• _SET TASK_: Can you repeat the material below, substituting "ping-pong" for every "table tennis" and leaving everything else unchanged?

— Start —

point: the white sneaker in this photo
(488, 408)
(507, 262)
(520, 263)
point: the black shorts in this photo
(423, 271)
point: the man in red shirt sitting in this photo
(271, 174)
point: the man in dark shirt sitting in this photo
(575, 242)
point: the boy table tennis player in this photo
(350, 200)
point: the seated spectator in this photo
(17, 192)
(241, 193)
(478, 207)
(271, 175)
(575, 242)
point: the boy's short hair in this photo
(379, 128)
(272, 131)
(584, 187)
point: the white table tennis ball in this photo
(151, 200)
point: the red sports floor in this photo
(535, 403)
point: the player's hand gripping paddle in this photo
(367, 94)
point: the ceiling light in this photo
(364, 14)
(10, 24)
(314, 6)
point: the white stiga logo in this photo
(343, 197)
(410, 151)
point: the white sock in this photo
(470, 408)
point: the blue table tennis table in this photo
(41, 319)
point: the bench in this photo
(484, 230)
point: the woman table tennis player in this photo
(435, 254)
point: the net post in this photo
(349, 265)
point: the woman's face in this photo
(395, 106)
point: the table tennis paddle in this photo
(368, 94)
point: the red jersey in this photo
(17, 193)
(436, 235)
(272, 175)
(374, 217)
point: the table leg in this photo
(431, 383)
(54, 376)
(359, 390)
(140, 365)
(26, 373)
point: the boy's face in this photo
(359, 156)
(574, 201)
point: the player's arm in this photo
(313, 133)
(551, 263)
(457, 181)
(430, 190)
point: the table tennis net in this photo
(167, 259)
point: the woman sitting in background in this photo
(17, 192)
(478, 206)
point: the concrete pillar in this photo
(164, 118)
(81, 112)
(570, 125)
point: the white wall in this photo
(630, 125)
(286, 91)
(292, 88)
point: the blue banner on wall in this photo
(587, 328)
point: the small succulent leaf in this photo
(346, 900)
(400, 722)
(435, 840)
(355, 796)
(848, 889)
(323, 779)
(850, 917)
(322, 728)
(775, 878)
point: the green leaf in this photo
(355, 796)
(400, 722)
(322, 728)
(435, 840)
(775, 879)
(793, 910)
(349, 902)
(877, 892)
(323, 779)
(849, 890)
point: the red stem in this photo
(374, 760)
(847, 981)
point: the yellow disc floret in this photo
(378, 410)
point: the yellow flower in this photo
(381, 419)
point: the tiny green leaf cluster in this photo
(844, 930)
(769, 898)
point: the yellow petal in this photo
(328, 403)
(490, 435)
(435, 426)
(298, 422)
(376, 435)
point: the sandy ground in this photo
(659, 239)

— End —

• _RESPONSE TO THE EXERCISE_:
point: the white sneaker in this photo
(488, 408)
(507, 262)
(520, 263)
point: the black shorts in this photo
(423, 271)
point: the man in red shirt sitting in this photo
(271, 174)
point: the man in dark shirt sitting in this photo
(575, 242)
point: the boy ping-pong player in this photo
(350, 200)
point: the seated spectator in this photo
(17, 192)
(241, 193)
(478, 207)
(271, 175)
(575, 242)
point: the boy's short hair in this photo
(379, 128)
(272, 131)
(584, 187)
point: the white ping-pong ball in this photo
(151, 200)
point: the red sports floor in this photo
(535, 403)
point: the player's hand gripping paddle in this photo
(367, 94)
point: the ceiling light in this photo
(364, 14)
(10, 24)
(314, 6)
point: the white stiga logo in this photo
(343, 197)
(410, 151)
point: the white sock in this photo
(470, 408)
point: the blue ping-pong table in this photo
(41, 319)
point: the bench in this photo
(484, 230)
point: the woman ping-pong player in this photo
(435, 254)
point: the net post in this photo
(349, 265)
point: the woman's face in this photo
(395, 106)
point: the ping-pong paddle in this photo
(368, 94)
point: the red jersey in this photo
(17, 193)
(436, 235)
(272, 175)
(374, 217)
point: the table leg in this photo
(431, 383)
(54, 376)
(359, 390)
(140, 365)
(26, 373)
point: the boy's face in this photo
(359, 156)
(574, 201)
point: the player's arm in this photo
(313, 133)
(551, 263)
(457, 181)
(430, 190)
point: the ping-pong net in this photo
(167, 259)
point: the woman sitting in background in this photo
(17, 192)
(478, 206)
point: the concrete pillar in this photo
(164, 118)
(81, 112)
(570, 125)
point: the white wall in this photo
(630, 125)
(286, 91)
(292, 88)
point: the blue banner on wall in this photo
(587, 328)
point: the small succulent leaf in this photo
(346, 900)
(400, 722)
(435, 840)
(355, 796)
(848, 889)
(323, 779)
(850, 917)
(322, 728)
(775, 878)
point: the green leaf in this photo
(355, 796)
(400, 722)
(322, 728)
(435, 840)
(775, 879)
(793, 910)
(349, 902)
(877, 892)
(323, 779)
(849, 890)
point: the red stem in this photo
(374, 760)
(847, 981)
point: the yellow disc floret in this photo
(378, 410)
point: the yellow flower in this photo
(381, 419)
point: the tiny green leaf cluster in this photo
(844, 930)
(769, 898)
point: the yellow petal in this photo
(328, 403)
(490, 435)
(435, 426)
(298, 422)
(376, 435)
point: the sandy ground in this photo
(659, 239)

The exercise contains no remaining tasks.